/---
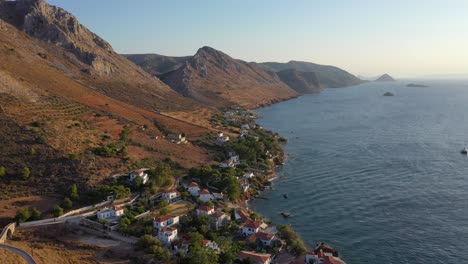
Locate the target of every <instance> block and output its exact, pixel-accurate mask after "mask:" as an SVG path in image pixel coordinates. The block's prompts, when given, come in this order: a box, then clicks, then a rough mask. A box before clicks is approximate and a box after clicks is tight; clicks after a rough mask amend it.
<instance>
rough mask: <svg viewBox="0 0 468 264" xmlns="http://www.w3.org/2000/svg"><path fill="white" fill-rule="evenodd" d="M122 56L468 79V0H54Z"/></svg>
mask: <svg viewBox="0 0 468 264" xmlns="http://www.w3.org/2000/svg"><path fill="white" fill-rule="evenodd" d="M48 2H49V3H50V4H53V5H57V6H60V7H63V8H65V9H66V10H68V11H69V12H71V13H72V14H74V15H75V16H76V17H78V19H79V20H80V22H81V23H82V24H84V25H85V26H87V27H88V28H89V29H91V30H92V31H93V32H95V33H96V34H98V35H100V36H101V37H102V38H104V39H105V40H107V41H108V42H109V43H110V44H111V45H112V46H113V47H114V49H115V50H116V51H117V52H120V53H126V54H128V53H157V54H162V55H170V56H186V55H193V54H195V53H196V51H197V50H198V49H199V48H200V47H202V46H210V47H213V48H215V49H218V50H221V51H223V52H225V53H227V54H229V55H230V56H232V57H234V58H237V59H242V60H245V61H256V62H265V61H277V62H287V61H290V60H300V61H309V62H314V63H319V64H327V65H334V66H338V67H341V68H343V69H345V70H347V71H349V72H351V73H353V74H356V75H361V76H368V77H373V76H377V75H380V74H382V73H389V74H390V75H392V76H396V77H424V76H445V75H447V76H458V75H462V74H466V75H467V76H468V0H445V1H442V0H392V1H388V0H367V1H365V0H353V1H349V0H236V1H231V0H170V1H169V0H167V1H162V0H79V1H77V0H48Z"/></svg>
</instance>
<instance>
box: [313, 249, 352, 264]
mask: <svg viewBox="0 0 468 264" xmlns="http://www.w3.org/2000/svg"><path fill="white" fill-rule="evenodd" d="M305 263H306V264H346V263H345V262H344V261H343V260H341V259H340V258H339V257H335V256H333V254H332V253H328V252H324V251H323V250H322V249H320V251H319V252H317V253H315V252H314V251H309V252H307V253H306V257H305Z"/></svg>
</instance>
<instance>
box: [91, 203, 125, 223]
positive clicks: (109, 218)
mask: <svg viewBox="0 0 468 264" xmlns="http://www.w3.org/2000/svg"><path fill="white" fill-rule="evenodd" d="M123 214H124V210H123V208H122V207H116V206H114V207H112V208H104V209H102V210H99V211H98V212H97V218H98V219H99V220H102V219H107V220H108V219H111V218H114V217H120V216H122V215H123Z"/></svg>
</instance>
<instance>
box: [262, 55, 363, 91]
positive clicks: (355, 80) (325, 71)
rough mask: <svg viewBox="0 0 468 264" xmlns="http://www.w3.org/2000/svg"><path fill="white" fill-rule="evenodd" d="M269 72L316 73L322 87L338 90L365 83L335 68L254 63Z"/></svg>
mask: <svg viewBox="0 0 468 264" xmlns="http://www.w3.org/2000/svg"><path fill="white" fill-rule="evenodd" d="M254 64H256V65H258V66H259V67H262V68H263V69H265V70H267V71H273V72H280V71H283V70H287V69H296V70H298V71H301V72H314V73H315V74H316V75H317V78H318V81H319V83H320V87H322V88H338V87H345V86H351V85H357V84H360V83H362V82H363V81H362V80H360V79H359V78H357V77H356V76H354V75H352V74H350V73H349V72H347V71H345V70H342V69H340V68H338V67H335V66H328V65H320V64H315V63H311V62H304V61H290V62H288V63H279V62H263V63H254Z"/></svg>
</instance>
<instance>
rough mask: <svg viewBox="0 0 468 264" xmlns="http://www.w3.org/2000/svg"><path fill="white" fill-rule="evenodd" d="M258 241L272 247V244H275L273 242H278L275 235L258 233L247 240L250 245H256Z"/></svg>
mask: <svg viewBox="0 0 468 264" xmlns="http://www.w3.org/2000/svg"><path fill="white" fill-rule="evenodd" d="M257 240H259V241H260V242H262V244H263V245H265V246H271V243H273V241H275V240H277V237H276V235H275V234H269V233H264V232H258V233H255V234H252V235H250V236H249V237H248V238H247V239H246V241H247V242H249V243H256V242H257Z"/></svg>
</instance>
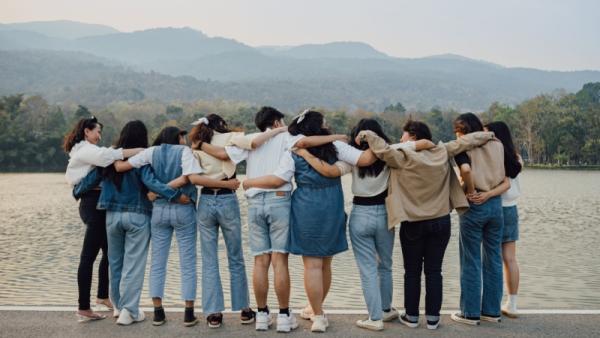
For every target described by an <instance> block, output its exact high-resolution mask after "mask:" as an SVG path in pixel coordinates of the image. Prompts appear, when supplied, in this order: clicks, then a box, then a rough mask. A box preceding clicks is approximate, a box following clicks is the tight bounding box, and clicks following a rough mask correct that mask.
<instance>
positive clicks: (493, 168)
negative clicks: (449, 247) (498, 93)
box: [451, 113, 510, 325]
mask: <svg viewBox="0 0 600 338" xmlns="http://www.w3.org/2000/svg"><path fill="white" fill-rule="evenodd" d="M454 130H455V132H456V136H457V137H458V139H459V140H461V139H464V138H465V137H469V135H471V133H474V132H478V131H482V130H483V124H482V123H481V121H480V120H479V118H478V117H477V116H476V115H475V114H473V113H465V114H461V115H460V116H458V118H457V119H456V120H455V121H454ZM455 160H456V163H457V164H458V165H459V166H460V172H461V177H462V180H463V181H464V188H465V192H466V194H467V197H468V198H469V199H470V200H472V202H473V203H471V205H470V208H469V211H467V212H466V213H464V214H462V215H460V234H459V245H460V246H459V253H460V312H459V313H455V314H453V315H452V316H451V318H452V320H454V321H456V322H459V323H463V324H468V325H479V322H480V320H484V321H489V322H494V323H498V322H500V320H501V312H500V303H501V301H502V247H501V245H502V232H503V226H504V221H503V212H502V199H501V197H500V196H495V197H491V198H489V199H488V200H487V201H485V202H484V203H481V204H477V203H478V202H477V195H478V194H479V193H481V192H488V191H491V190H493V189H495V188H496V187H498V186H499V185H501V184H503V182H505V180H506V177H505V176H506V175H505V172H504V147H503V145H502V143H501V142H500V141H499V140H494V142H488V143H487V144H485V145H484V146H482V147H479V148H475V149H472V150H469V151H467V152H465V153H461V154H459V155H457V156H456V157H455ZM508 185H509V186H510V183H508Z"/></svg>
\---
/---
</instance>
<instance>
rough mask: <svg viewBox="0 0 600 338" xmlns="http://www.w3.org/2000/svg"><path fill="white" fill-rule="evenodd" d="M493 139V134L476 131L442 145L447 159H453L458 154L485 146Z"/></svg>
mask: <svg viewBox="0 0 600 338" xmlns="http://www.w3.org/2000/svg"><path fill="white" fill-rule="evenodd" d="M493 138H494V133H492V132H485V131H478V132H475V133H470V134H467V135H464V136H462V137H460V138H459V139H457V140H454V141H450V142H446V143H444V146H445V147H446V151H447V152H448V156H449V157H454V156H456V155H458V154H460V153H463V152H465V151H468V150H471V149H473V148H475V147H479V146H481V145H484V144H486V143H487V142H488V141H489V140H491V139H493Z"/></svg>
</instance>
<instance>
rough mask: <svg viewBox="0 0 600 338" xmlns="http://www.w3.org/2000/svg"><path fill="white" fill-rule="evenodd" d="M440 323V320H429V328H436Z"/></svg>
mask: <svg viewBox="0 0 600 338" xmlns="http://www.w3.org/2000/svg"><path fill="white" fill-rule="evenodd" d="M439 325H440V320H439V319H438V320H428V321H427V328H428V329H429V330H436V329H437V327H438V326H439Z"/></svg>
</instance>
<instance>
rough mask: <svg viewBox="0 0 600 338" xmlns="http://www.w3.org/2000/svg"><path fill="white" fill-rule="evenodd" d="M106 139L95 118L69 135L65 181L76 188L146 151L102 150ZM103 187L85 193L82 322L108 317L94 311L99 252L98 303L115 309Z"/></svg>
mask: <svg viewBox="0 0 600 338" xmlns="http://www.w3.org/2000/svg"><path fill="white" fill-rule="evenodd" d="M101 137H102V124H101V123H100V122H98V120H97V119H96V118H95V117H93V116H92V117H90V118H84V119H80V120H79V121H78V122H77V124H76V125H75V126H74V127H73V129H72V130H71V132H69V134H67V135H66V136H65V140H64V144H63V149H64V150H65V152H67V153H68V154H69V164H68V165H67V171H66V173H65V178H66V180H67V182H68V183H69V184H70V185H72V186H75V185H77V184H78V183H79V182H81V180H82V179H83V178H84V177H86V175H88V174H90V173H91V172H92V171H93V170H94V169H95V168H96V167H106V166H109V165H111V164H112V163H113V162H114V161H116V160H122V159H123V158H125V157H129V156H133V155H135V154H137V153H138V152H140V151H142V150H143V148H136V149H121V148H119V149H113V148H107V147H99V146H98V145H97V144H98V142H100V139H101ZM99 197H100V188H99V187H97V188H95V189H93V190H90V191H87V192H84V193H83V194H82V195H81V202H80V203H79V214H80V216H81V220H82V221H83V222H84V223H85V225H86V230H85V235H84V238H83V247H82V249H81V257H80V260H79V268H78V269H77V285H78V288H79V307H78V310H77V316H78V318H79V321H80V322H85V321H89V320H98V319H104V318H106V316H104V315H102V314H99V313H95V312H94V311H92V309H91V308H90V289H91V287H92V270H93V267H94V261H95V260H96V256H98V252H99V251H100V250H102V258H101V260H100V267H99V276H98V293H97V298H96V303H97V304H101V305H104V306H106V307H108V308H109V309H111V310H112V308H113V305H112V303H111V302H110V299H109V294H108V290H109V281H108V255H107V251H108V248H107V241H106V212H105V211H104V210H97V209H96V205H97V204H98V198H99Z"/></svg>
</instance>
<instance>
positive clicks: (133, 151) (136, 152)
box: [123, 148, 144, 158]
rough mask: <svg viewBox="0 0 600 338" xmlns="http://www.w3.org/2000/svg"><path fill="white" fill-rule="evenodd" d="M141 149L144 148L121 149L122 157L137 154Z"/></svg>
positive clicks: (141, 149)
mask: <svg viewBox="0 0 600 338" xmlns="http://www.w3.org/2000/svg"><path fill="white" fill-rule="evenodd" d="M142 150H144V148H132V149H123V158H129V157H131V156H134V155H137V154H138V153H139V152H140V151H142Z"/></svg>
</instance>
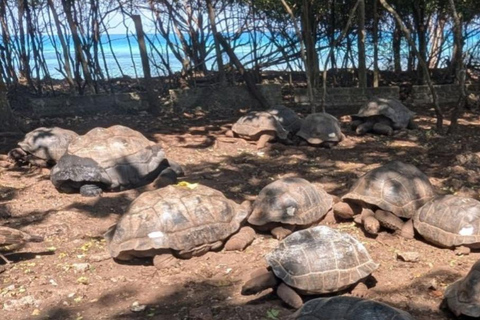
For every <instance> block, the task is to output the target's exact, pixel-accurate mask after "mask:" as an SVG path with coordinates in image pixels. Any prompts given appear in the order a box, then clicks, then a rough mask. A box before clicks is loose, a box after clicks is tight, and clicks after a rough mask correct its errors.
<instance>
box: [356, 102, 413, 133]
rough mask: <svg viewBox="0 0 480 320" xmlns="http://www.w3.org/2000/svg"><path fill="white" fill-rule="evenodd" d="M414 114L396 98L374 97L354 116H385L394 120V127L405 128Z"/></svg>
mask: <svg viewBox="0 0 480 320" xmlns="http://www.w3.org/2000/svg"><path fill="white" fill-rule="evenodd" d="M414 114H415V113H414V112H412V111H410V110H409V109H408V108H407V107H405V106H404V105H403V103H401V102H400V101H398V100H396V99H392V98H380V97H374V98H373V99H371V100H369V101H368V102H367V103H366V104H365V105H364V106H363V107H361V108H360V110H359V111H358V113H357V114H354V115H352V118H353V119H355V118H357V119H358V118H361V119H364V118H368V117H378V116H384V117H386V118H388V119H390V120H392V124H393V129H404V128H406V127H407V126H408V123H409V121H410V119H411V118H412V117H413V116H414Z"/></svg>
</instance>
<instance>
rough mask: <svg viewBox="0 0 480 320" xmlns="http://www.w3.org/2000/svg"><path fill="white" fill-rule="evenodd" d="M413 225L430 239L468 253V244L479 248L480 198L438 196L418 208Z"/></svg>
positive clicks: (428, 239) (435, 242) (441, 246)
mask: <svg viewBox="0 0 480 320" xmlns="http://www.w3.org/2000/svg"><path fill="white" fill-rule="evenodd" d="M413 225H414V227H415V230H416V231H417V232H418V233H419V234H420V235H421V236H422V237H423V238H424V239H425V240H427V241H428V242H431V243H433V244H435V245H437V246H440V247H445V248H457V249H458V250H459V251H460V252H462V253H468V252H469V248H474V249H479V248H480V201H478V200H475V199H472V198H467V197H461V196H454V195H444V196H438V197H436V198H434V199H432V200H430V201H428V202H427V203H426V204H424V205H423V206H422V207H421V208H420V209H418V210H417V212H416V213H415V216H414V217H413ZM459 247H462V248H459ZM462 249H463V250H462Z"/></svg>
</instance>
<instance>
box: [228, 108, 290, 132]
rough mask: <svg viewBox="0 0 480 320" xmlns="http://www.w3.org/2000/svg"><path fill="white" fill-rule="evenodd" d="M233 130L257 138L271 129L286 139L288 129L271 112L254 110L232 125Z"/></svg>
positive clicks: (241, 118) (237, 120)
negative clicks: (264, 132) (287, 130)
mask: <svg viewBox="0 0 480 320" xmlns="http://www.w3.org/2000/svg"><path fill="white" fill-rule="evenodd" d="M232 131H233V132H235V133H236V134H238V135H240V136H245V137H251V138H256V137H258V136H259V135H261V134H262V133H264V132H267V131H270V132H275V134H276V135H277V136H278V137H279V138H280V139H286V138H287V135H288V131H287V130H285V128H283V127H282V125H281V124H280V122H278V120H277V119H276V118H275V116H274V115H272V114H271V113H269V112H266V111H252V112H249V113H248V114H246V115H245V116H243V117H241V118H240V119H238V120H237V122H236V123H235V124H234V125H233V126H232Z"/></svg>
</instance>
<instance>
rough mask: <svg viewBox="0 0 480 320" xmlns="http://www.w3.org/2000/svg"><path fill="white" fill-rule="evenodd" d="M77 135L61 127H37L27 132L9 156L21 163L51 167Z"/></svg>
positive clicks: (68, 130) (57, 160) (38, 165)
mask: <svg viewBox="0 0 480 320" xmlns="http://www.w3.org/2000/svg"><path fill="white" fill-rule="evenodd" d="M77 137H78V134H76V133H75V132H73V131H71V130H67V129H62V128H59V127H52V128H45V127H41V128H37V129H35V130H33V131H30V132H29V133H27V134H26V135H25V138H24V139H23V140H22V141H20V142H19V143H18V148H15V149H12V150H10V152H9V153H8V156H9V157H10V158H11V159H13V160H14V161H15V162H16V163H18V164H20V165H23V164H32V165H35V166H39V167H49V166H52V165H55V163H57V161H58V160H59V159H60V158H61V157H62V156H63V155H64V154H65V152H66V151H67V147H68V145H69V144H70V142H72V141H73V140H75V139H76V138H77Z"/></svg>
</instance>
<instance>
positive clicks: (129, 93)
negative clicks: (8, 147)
\---
• _Exercise goal_:
Report each line of the material above that contains the string "accurate", with case counting.

• _The completed task_:
Locate the target of every <instance> block and output its exact, pixel-accurate mask after "mask:" as an SVG path in image pixel coordinates. The block's prompts, when given, come in this order: a box, then clicks, then a rough mask. A box before clicks is approximate and a box after clicks is tight; clicks after a rough mask amend it.
For every <instance> block, the task is to output the target's exact, pixel-accurate mask after "mask:" as an SVG path with coordinates in image pixels. Any prompts given appear in the order a box, then clicks, then a rough mask. A box before clicks is loose, a box after clicks is tight, and clicks after a rough mask correct its errors.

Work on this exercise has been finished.